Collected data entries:

********

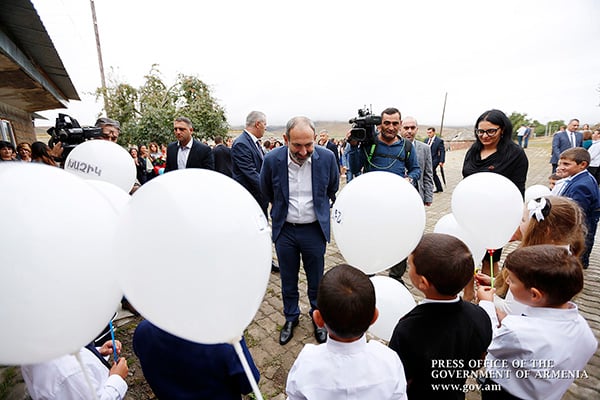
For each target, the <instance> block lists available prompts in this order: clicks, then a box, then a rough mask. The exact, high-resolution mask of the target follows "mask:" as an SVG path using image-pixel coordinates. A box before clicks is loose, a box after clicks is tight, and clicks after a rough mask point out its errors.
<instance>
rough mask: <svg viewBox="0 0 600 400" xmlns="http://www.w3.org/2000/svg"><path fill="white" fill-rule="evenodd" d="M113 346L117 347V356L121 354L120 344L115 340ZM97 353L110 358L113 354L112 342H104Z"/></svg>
mask: <svg viewBox="0 0 600 400" xmlns="http://www.w3.org/2000/svg"><path fill="white" fill-rule="evenodd" d="M115 344H116V346H117V354H121V347H122V345H121V342H120V341H118V340H115ZM98 352H99V353H100V354H101V355H103V356H110V355H111V354H112V353H113V348H112V340H107V341H106V342H104V344H103V345H102V347H100V348H99V349H98Z"/></svg>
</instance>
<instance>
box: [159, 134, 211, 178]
mask: <svg viewBox="0 0 600 400" xmlns="http://www.w3.org/2000/svg"><path fill="white" fill-rule="evenodd" d="M192 140H193V142H192V148H191V149H190V154H189V156H188V162H187V163H186V164H185V167H186V168H205V169H212V170H214V169H215V159H214V157H213V154H212V150H211V149H210V147H208V146H207V145H205V144H204V143H202V142H200V141H198V140H196V139H192ZM178 146H179V144H178V142H176V141H175V142H173V143H169V146H167V165H166V167H165V172H169V171H174V170H176V169H179V168H177V150H178Z"/></svg>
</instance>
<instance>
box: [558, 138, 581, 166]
mask: <svg viewBox="0 0 600 400" xmlns="http://www.w3.org/2000/svg"><path fill="white" fill-rule="evenodd" d="M582 145H583V133H581V132H575V147H582ZM570 148H571V141H570V140H569V135H568V134H567V132H565V131H560V132H556V133H555V134H554V136H553V137H552V156H551V157H550V164H558V160H559V159H560V153H562V152H563V151H565V150H567V149H570Z"/></svg>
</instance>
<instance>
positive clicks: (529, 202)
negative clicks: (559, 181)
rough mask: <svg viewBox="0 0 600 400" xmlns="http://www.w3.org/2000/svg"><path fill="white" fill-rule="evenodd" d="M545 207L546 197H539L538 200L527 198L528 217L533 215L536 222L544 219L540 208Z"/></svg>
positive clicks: (531, 216) (541, 208) (545, 206)
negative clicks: (527, 198)
mask: <svg viewBox="0 0 600 400" xmlns="http://www.w3.org/2000/svg"><path fill="white" fill-rule="evenodd" d="M545 207H546V199H545V198H543V197H541V198H540V200H539V201H537V200H529V203H527V209H528V210H529V218H532V217H533V216H534V215H535V219H536V220H537V222H540V221H543V220H544V214H543V213H542V210H543V209H544V208H545Z"/></svg>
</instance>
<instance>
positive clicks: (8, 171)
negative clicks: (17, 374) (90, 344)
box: [0, 163, 122, 365]
mask: <svg viewBox="0 0 600 400" xmlns="http://www.w3.org/2000/svg"><path fill="white" fill-rule="evenodd" d="M0 187H2V190H3V196H2V204H3V206H4V207H6V210H10V212H6V213H5V214H4V216H3V219H2V230H0V252H1V253H2V262H1V263H0V304H2V306H1V307H0V326H2V329H0V364H2V365H10V364H31V363H38V362H43V361H48V360H50V359H53V358H56V357H59V356H62V355H65V354H70V353H74V352H77V351H78V350H79V349H80V348H81V347H82V346H84V345H86V344H87V343H90V342H91V341H92V340H93V339H94V338H95V337H96V336H97V335H98V333H99V332H101V331H102V328H103V327H105V326H106V324H107V323H108V321H109V320H110V318H111V317H112V316H113V314H114V312H115V310H116V309H117V308H118V305H119V301H120V300H121V297H122V292H121V290H120V288H119V286H118V283H117V280H116V269H115V265H116V263H115V261H114V259H113V252H112V248H111V245H110V243H111V239H112V238H113V237H114V234H115V232H114V230H115V227H116V223H117V214H116V212H115V210H114V208H113V207H112V206H111V205H110V204H109V202H108V201H107V200H106V199H105V198H104V197H103V196H102V195H100V193H98V192H97V191H96V190H95V189H94V188H92V187H91V186H90V185H88V184H87V183H86V182H85V181H84V180H83V179H80V178H78V177H76V176H74V175H73V174H70V173H68V172H65V171H64V170H62V169H59V168H55V167H50V166H47V165H44V164H36V163H19V165H18V166H14V167H12V168H9V169H0Z"/></svg>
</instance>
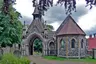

********

* _Problem to work on_: If a line contains the word "positive", count it; give the total for the entries above and nothing else.

* _Solution for this task_: 3